Short task:
Swap "--holes=even-odd" for "--holes=nonzero" in the stretch from the start of the items through the line containing "MULTIPOLYGON (((91 37, 89", and write that stretch out again with nothing else changed. Leave the pictures out.

===== Records to use =====

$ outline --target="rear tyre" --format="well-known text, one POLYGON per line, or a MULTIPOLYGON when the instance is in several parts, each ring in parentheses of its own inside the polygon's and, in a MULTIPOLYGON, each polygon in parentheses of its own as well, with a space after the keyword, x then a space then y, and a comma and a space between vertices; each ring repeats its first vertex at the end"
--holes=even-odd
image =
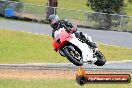
POLYGON ((106 62, 105 56, 100 51, 97 51, 95 55, 98 60, 94 64, 97 66, 103 66, 106 62))
POLYGON ((74 65, 76 66, 83 65, 81 52, 79 52, 79 50, 76 47, 72 45, 66 46, 63 48, 62 52, 65 54, 66 58, 74 65))

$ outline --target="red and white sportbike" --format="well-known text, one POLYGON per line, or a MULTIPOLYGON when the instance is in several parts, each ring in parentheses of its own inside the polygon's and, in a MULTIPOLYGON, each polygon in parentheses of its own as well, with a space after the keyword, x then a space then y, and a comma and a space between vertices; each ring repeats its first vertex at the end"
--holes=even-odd
MULTIPOLYGON (((91 37, 89 36, 88 38, 92 42, 91 37)), ((74 33, 68 33, 64 28, 55 31, 53 46, 56 51, 59 51, 62 56, 65 56, 76 66, 82 66, 83 63, 103 66, 106 62, 104 55, 99 50, 94 52, 85 42, 77 38, 74 33)))

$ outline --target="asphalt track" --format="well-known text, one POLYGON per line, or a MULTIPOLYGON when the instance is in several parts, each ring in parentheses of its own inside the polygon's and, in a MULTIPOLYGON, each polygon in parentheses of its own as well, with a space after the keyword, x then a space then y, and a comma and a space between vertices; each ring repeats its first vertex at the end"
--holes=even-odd
MULTIPOLYGON (((11 20, 0 20, 0 28, 48 35, 51 35, 52 30, 51 27, 46 24, 11 20)), ((78 30, 90 35, 94 42, 132 48, 132 33, 85 28, 78 28, 78 30)))
MULTIPOLYGON (((104 66, 84 64, 85 70, 132 70, 132 62, 106 63, 104 66)), ((77 66, 72 63, 42 63, 42 64, 0 64, 0 69, 27 69, 27 70, 76 70, 77 66)))
MULTIPOLYGON (((0 20, 1 29, 18 30, 36 34, 50 34, 51 27, 46 24, 28 23, 11 20, 0 20)), ((116 31, 102 31, 92 30, 85 28, 78 28, 79 31, 87 33, 92 36, 95 42, 101 42, 105 44, 112 44, 127 48, 132 48, 132 33, 127 32, 116 32, 116 31)), ((77 67, 73 64, 0 64, 0 68, 22 68, 22 69, 76 69, 77 67)), ((132 62, 112 62, 107 63, 104 66, 97 67, 95 65, 84 64, 85 69, 115 69, 115 70, 132 70, 132 62)))

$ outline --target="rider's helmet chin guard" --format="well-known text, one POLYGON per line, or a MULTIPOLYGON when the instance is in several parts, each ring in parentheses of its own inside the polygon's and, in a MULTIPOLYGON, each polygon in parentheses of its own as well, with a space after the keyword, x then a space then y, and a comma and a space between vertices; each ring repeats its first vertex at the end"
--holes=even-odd
POLYGON ((52 25, 54 25, 54 23, 56 23, 58 20, 60 20, 60 18, 56 15, 56 14, 52 14, 49 16, 49 23, 52 25))

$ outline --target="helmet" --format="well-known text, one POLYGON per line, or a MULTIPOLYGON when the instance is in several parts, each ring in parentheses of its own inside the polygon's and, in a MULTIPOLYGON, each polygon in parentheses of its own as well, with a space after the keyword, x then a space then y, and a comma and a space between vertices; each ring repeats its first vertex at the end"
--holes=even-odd
POLYGON ((49 16, 50 25, 54 29, 58 27, 58 21, 59 20, 60 20, 60 18, 55 14, 52 14, 52 15, 49 16))
POLYGON ((58 21, 59 19, 60 18, 57 15, 55 15, 55 14, 52 14, 52 15, 49 16, 49 22, 50 23, 52 22, 52 20, 58 21))

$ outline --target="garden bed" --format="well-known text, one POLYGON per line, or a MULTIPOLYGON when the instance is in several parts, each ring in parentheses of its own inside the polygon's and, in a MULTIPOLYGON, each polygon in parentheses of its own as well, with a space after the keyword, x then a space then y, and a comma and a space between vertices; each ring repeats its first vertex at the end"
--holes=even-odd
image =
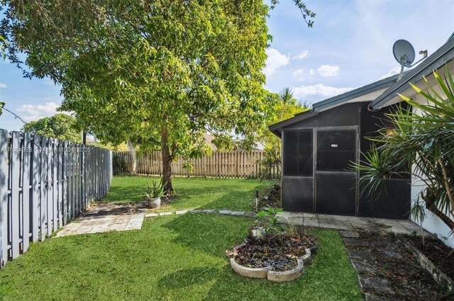
POLYGON ((414 246, 422 252, 442 272, 454 279, 454 252, 450 255, 453 249, 446 246, 440 239, 425 237, 425 244, 420 236, 404 235, 414 246))
POLYGON ((303 263, 311 262, 318 243, 309 232, 304 233, 301 227, 291 226, 282 230, 268 233, 261 239, 250 234, 243 244, 227 251, 227 254, 233 256, 231 265, 233 270, 245 277, 267 278, 275 281, 299 277, 303 273, 303 263))
POLYGON ((356 249, 367 253, 360 259, 359 273, 366 278, 377 279, 375 283, 381 283, 377 287, 377 290, 374 285, 368 288, 371 290, 370 293, 392 300, 452 300, 453 296, 448 295, 432 276, 421 268, 394 234, 366 232, 359 234, 364 244, 356 249), (389 289, 384 290, 383 283, 389 289))
POLYGON ((262 208, 270 206, 272 208, 281 208, 281 186, 275 184, 272 187, 267 188, 263 191, 263 197, 259 200, 258 207, 262 208), (267 196, 267 199, 265 197, 267 196))

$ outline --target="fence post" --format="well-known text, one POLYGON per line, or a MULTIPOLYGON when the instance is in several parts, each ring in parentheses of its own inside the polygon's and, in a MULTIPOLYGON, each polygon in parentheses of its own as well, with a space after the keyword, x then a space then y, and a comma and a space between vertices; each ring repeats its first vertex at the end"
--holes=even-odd
POLYGON ((23 161, 22 161, 22 212, 23 215, 22 251, 23 253, 27 251, 30 244, 30 200, 31 199, 31 198, 30 198, 30 169, 31 166, 31 142, 30 134, 26 132, 23 135, 23 161))

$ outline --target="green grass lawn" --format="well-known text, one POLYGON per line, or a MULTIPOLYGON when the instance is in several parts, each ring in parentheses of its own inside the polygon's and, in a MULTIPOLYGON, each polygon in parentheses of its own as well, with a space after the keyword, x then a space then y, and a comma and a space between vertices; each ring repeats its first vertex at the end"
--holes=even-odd
MULTIPOLYGON (((138 202, 143 200, 147 183, 158 178, 148 176, 115 176, 111 191, 104 202, 138 202)), ((172 184, 178 195, 160 211, 175 211, 188 208, 248 211, 253 210, 255 191, 272 186, 275 182, 257 179, 215 178, 173 178, 172 184)))
POLYGON ((187 214, 145 219, 140 230, 33 244, 0 271, 0 299, 360 300, 338 234, 319 229, 320 249, 302 278, 288 283, 244 278, 225 250, 251 220, 187 214))
MULTIPOLYGON (((106 201, 140 200, 146 178, 114 178, 106 201)), ((249 209, 253 180, 175 179, 175 208, 249 209)), ((232 271, 225 250, 253 220, 187 213, 145 218, 142 229, 51 238, 0 270, 4 300, 360 300, 336 231, 314 230, 320 249, 299 280, 274 283, 232 271)))

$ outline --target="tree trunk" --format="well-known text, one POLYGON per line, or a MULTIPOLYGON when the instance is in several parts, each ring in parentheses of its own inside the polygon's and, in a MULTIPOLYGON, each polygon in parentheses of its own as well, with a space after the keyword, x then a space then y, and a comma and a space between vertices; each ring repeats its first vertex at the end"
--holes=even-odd
POLYGON ((443 222, 444 222, 449 229, 453 230, 454 232, 454 221, 453 221, 449 217, 445 215, 443 212, 440 211, 437 206, 433 203, 433 202, 430 199, 430 196, 424 195, 423 192, 421 191, 420 193, 421 198, 426 202, 426 208, 433 215, 438 217, 443 222))
POLYGON ((137 154, 133 142, 131 140, 126 141, 126 145, 131 153, 131 174, 135 176, 137 174, 137 154))
MULTIPOLYGON (((167 116, 165 116, 167 118, 167 116)), ((161 154, 162 155, 162 181, 165 183, 164 191, 166 193, 172 193, 172 154, 169 149, 169 130, 162 125, 161 127, 161 154)))

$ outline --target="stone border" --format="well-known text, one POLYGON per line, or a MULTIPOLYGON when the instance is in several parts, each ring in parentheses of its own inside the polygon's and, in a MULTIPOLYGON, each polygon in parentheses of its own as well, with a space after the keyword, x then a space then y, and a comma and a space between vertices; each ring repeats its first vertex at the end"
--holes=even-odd
POLYGON ((237 263, 234 258, 230 259, 230 266, 238 274, 250 278, 266 278, 268 271, 271 268, 268 266, 266 268, 248 268, 237 263))
POLYGON ((183 215, 185 213, 215 213, 220 214, 222 215, 233 215, 233 216, 244 216, 246 217, 257 217, 257 213, 253 212, 244 212, 244 211, 231 211, 231 210, 216 210, 215 209, 185 209, 182 210, 177 210, 175 212, 169 211, 165 212, 160 213, 147 213, 145 214, 145 217, 155 217, 157 216, 163 216, 163 215, 173 215, 174 214, 176 215, 183 215))
POLYGON ((290 271, 278 272, 272 271, 270 267, 248 268, 241 266, 235 261, 235 258, 230 259, 230 265, 238 274, 251 278, 267 278, 270 281, 286 282, 292 281, 304 273, 304 264, 311 262, 311 250, 306 249, 306 254, 297 259, 298 265, 290 271))
POLYGON ((454 281, 448 275, 442 272, 426 255, 402 235, 396 233, 396 237, 404 244, 408 251, 413 254, 421 266, 432 275, 433 280, 450 292, 454 292, 454 281))

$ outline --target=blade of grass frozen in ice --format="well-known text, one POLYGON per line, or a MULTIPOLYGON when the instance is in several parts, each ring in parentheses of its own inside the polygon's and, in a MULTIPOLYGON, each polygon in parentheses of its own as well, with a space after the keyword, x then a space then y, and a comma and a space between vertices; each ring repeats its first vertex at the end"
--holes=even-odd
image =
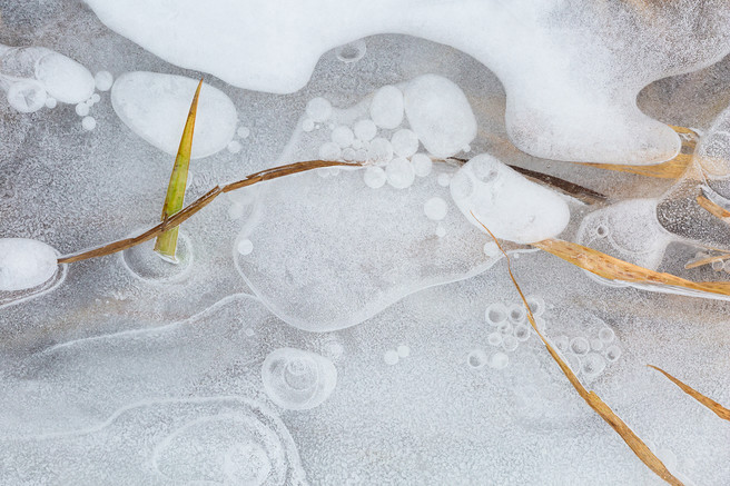
POLYGON ((689 395, 690 397, 694 398, 694 399, 696 399, 697 401, 699 401, 700 404, 702 404, 702 405, 704 405, 706 407, 708 407, 708 408, 709 408, 710 410, 712 410, 712 411, 714 413, 714 415, 717 415, 718 417, 722 418, 723 420, 730 420, 730 409, 724 408, 722 405, 718 404, 718 403, 714 401, 712 398, 702 395, 701 393, 699 393, 698 390, 696 390, 696 389, 692 388, 691 386, 684 384, 683 381, 681 381, 681 380, 678 379, 678 378, 674 378, 672 375, 670 375, 669 373, 664 371, 664 370, 661 369, 660 367, 658 367, 658 366, 653 366, 653 365, 647 365, 647 366, 649 366, 650 368, 654 368, 657 371, 659 371, 659 373, 661 373, 662 375, 664 375, 664 376, 667 377, 667 379, 669 379, 671 383, 673 383, 674 385, 677 385, 677 386, 678 386, 682 391, 684 391, 687 395, 689 395))
MULTIPOLYGON (((190 103, 190 111, 185 122, 182 137, 180 138, 180 147, 177 150, 175 158, 175 166, 170 175, 170 182, 167 186, 167 196, 165 197, 165 206, 162 207, 162 221, 167 220, 170 216, 182 209, 185 202, 185 189, 188 184, 188 168, 190 166, 190 151, 193 150, 193 132, 195 131, 195 117, 198 111, 198 97, 200 95, 200 87, 203 87, 203 79, 195 90, 193 102, 190 103)), ((165 260, 177 264, 177 235, 178 227, 168 229, 157 237, 155 241, 155 251, 165 260)))
MULTIPOLYGON (((476 219, 476 216, 472 212, 472 216, 474 219, 476 219)), ((560 356, 560 353, 553 348, 553 346, 550 344, 548 339, 542 335, 540 329, 537 328, 537 324, 535 323, 535 317, 532 314, 532 309, 530 308, 530 305, 527 304, 527 299, 525 298, 524 294, 522 292, 522 288, 520 288, 520 284, 517 284, 517 280, 514 278, 514 275, 512 274, 512 265, 510 262, 510 256, 504 251, 502 248, 502 245, 500 245, 500 241, 496 239, 496 237, 490 231, 490 229, 482 224, 479 219, 476 221, 482 225, 482 227, 486 230, 486 232, 490 234, 494 242, 496 244, 497 248, 502 254, 504 255, 507 264, 507 272, 510 274, 510 279, 512 280, 512 284, 514 285, 514 288, 517 290, 517 294, 520 294, 520 298, 522 299, 522 302, 525 306, 525 309, 527 310, 527 320, 530 321, 530 325, 532 328, 535 330, 537 334, 537 337, 540 340, 542 340, 542 344, 545 346, 548 349, 548 353, 550 353, 550 356, 555 360, 560 369, 563 371, 563 375, 568 378, 570 384, 573 386, 575 391, 578 391, 578 395, 585 400, 585 403, 595 411, 606 424, 613 428, 616 434, 621 436, 624 443, 631 448, 631 450, 634 453, 634 455, 642 462, 647 467, 649 467, 657 476, 661 477, 664 479, 667 483, 673 485, 673 486, 682 486, 682 482, 678 479, 674 475, 672 475, 667 466, 652 453, 652 450, 647 446, 647 444, 641 440, 641 438, 624 423, 621 417, 619 417, 612 409, 609 407, 609 405, 599 397, 595 391, 593 390, 588 390, 583 384, 581 383, 580 379, 578 379, 578 376, 573 373, 573 370, 568 366, 568 363, 560 356)))
POLYGON ((679 179, 687 171, 687 168, 692 165, 692 155, 697 147, 699 136, 689 128, 673 127, 671 128, 682 138, 682 149, 671 160, 661 163, 652 163, 650 166, 631 166, 623 163, 595 163, 595 162, 575 162, 581 166, 594 167, 596 169, 614 170, 619 172, 635 173, 645 177, 655 177, 659 179, 679 179))

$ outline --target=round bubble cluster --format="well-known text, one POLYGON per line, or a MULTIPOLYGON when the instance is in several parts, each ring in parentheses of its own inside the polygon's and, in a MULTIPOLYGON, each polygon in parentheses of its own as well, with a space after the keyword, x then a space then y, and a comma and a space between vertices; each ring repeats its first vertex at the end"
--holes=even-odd
POLYGON ((594 337, 561 335, 552 338, 552 344, 563 354, 575 375, 591 381, 621 357, 621 347, 614 340, 613 329, 604 326, 594 337))
MULTIPOLYGON (((542 317, 545 311, 545 302, 539 296, 527 296, 526 300, 532 309, 535 324, 542 333, 545 328, 545 320, 542 317)), ((506 353, 516 350, 520 344, 530 340, 534 333, 527 320, 527 311, 522 301, 514 304, 493 302, 484 310, 484 320, 490 326, 486 343, 501 349, 490 357, 487 364, 494 369, 504 368, 509 364, 506 353)))
POLYGON ((276 405, 289 410, 306 410, 329 398, 337 385, 337 368, 316 353, 279 348, 264 360, 262 380, 276 405))

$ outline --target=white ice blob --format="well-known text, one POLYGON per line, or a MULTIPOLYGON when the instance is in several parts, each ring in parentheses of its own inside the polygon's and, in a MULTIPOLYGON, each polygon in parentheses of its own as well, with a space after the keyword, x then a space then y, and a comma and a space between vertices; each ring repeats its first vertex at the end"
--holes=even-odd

=====

Response for this exercise:
$ outline --target="rear tyre" --format="well-known text, one POLYGON per line, or a MULTIPOLYGON when the instance is in several parts, each ring in parentheses of its own inside the polygon's and, in a MULTIPOLYGON, each polygon in parentheses of its own as well, with a space after the keyword, x then a space then y, and a comma and a space between vertices; each ring repeats its first vertex at the end"
--holes=nonzero
image =
POLYGON ((106 62, 105 56, 100 51, 97 51, 95 55, 98 60, 94 64, 97 66, 103 66, 106 62))
POLYGON ((74 65, 76 66, 83 65, 81 52, 79 52, 79 50, 76 47, 72 45, 66 46, 63 48, 62 52, 65 54, 66 58, 74 65))

$ outline --target="red and white sportbike" --format="well-known text, one POLYGON per line, or a MULTIPOLYGON when the instance is in several parts, each ring in parentheses of its own inside the polygon's and, in a MULTIPOLYGON, each polygon in parentheses of its own as well, with a space after the keyword, x then a space then y, and a comma and a space between vertices; each ring repeats its first vertex at the end"
--holes=nonzero
MULTIPOLYGON (((91 37, 89 36, 88 38, 92 42, 91 37)), ((74 33, 68 33, 64 28, 55 31, 53 46, 56 51, 59 51, 62 56, 65 56, 76 66, 82 66, 83 63, 103 66, 106 62, 104 55, 99 50, 94 52, 85 42, 77 38, 74 33)))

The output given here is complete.